> [DATA FOR PROCESSING]:
|---|
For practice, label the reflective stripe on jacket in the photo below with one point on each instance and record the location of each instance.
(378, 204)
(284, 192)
|---|
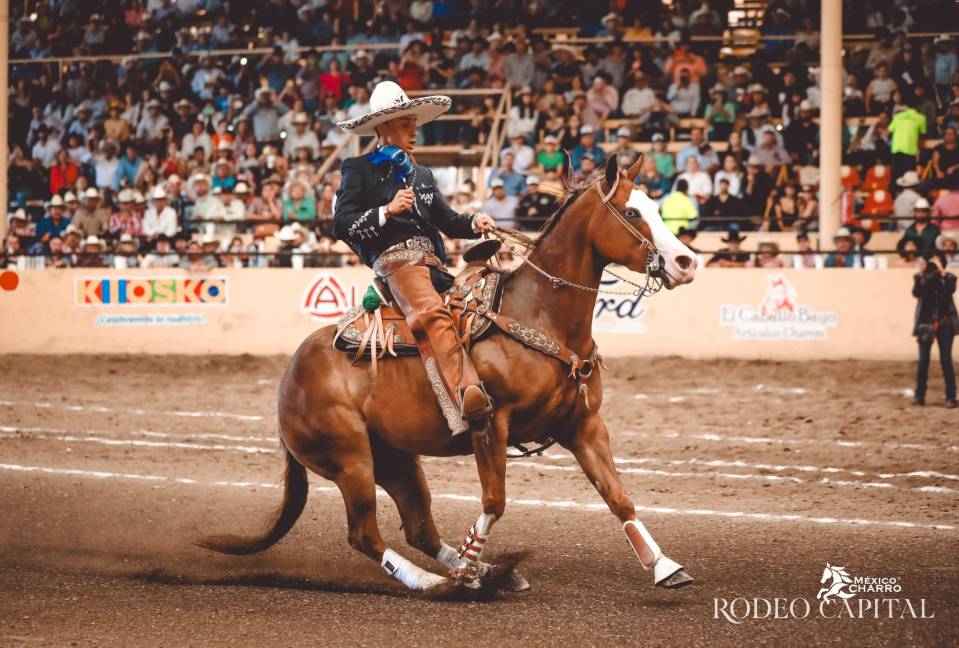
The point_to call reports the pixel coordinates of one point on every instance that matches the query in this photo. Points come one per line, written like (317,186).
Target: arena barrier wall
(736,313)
|---|
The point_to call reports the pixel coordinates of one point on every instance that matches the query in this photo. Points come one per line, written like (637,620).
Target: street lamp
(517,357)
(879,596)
|---|
> [WHAT YOU ARE ASKED TO DO]:
Copy out each line in the listing that has the word "matches".

> [TASK SOLUTION]:
The point_to call reports the pixel coordinates of one point on every instance that matches the query in this photo. Points come one per line, written like (317,186).
The point_to call reports the pixel coordinates of one point on every instance that matches the query in this photo. Points come one per line, written like (637,620).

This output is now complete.